◆ Data listing ◆
[Start]

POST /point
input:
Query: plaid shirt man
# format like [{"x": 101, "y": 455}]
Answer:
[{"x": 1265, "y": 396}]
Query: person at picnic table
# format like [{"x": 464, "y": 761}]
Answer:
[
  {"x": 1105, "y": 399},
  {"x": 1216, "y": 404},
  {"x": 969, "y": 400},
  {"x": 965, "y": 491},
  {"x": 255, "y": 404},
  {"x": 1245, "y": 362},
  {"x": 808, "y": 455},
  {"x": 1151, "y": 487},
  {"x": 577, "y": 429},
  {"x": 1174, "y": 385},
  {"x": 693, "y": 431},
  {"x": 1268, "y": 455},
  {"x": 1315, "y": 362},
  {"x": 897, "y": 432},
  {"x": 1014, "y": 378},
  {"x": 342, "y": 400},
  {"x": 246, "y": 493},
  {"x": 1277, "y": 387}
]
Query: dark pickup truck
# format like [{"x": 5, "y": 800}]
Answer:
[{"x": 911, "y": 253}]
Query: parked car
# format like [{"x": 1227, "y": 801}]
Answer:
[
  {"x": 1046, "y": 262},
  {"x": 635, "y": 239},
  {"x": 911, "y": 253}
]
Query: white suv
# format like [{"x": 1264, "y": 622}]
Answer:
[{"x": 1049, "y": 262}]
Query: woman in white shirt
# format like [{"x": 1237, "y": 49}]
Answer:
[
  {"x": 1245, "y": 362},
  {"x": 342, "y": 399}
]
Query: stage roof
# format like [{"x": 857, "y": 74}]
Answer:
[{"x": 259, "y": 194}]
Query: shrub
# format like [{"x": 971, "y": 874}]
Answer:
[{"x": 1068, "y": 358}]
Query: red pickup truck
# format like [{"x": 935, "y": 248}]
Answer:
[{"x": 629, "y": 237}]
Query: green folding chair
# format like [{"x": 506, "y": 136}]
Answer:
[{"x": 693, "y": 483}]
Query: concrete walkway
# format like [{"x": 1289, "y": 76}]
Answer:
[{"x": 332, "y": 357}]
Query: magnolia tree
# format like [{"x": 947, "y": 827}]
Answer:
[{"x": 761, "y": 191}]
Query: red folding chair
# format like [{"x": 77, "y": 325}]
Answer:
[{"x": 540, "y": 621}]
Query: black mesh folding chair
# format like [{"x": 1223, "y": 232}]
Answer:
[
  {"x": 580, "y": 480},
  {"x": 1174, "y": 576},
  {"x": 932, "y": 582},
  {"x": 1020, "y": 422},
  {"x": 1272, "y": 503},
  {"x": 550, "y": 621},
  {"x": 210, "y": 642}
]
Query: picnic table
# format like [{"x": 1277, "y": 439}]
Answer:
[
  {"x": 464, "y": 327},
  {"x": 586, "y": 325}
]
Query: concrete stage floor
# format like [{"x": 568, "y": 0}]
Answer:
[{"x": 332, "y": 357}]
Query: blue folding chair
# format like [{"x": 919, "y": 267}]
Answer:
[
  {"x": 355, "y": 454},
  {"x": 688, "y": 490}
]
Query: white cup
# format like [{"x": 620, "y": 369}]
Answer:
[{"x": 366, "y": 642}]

[End]

◆ Set task ◆
Give all the items above as a Markdown table with two columns, Row for the row number and Line for the line itself, leaving out any blank lines.

◆ Answer to this exercise ◆
| Row | Line |
|---|---|
| 1 | POST /point |
| 2 | input: |
| 3 | Query: plaid shirt man |
| 4 | # format like [{"x": 101, "y": 455}] |
| 5 | Answer: |
| 6 | [{"x": 1265, "y": 396}] |
| 7 | Query: person at picnic table |
| 8 | # format like [{"x": 464, "y": 761}] |
| 9 | Answer: |
| 10 | [ |
| 11 |   {"x": 1105, "y": 399}, |
| 12 |   {"x": 1216, "y": 404}, |
| 13 |   {"x": 969, "y": 400}, |
| 14 |   {"x": 965, "y": 491}, |
| 15 |   {"x": 255, "y": 404}, |
| 16 |   {"x": 1245, "y": 362}, |
| 17 |   {"x": 808, "y": 455}, |
| 18 |   {"x": 1151, "y": 487}, |
| 19 |   {"x": 577, "y": 429}, |
| 20 |   {"x": 1174, "y": 385}, |
| 21 |   {"x": 693, "y": 431}, |
| 22 |   {"x": 1268, "y": 455}, |
| 23 |   {"x": 1315, "y": 362}, |
| 24 |   {"x": 897, "y": 432}, |
| 25 |   {"x": 1014, "y": 378}, |
| 26 |   {"x": 342, "y": 400}, |
| 27 |   {"x": 246, "y": 493}, |
| 28 |   {"x": 1277, "y": 387} |
| 29 | ] |
| 30 | Query: dark pickup truck |
| 31 | # format like [{"x": 5, "y": 800}] |
| 32 | Answer: |
| 33 | [{"x": 911, "y": 253}] |
| 34 | Query: parked car |
| 35 | # format like [{"x": 1227, "y": 801}] |
| 36 | Answer: |
| 37 | [ |
| 38 |   {"x": 1046, "y": 262}, |
| 39 |   {"x": 635, "y": 239}, |
| 40 |   {"x": 911, "y": 253} |
| 41 | ] |
| 42 | Query: white suv |
| 43 | # format like [{"x": 1264, "y": 622}] |
| 44 | Answer: |
| 45 | [{"x": 1049, "y": 262}] |
| 46 | Query: woman in white shirt |
| 47 | # format like [{"x": 1237, "y": 49}] |
| 48 | Answer: |
| 49 | [ |
| 50 |   {"x": 1245, "y": 362}, |
| 51 |   {"x": 342, "y": 399} |
| 52 | ] |
| 53 | Query: stage roof |
| 54 | # format like [{"x": 857, "y": 74}] |
| 55 | Answer: |
| 56 | [{"x": 259, "y": 194}] |
| 57 | Query: shrub |
| 58 | # format like [{"x": 971, "y": 874}] |
| 59 | Answer: |
| 60 | [{"x": 1068, "y": 358}] |
| 61 | Query: red pickup truck |
| 62 | # format like [{"x": 935, "y": 248}] |
| 63 | Answer: |
| 64 | [{"x": 629, "y": 237}] |
| 65 | Query: green folding chair |
| 66 | # format like [{"x": 506, "y": 136}] |
| 67 | Answer: |
| 68 | [{"x": 693, "y": 483}] |
| 69 | Query: concrete walkway |
| 70 | # format like [{"x": 1289, "y": 76}] |
| 71 | Answer: |
| 72 | [{"x": 332, "y": 357}] |
| 73 | Query: magnolia tree |
| 74 | # format like [{"x": 947, "y": 827}] |
| 75 | Answer: |
| 76 | [{"x": 761, "y": 191}] |
| 77 | Query: red folding chair |
| 78 | # format like [{"x": 77, "y": 325}] |
| 79 | Answer: |
| 80 | [{"x": 540, "y": 621}] |
| 81 | Query: black mesh folding chair |
| 82 | # format like [{"x": 1223, "y": 232}] |
| 83 | Answer: |
| 84 | [ |
| 85 |   {"x": 580, "y": 480}, |
| 86 |   {"x": 1174, "y": 576}, |
| 87 |   {"x": 932, "y": 582}, |
| 88 |   {"x": 1020, "y": 422}, |
| 89 |   {"x": 1272, "y": 503}, |
| 90 |   {"x": 550, "y": 621}, |
| 91 |   {"x": 210, "y": 642} |
| 92 | ] |
| 93 | Query: picnic table |
| 94 | # format like [{"x": 1277, "y": 439}] |
| 95 | Answer: |
| 96 | [ |
| 97 |   {"x": 464, "y": 327}, |
| 98 |   {"x": 586, "y": 325} |
| 99 | ] |
| 100 | Query: concrete stage floor |
| 101 | # format like [{"x": 568, "y": 0}] |
| 102 | Answer: |
| 103 | [{"x": 332, "y": 357}] |
| 104 | Query: blue folding chair |
| 105 | # format like [{"x": 919, "y": 267}] |
| 106 | Answer: |
| 107 | [ |
| 108 |   {"x": 355, "y": 454}, |
| 109 |   {"x": 688, "y": 490} |
| 110 | ] |
| 111 | Query: white cup |
| 112 | # format like [{"x": 620, "y": 369}] |
| 113 | Answer: |
| 114 | [{"x": 366, "y": 642}] |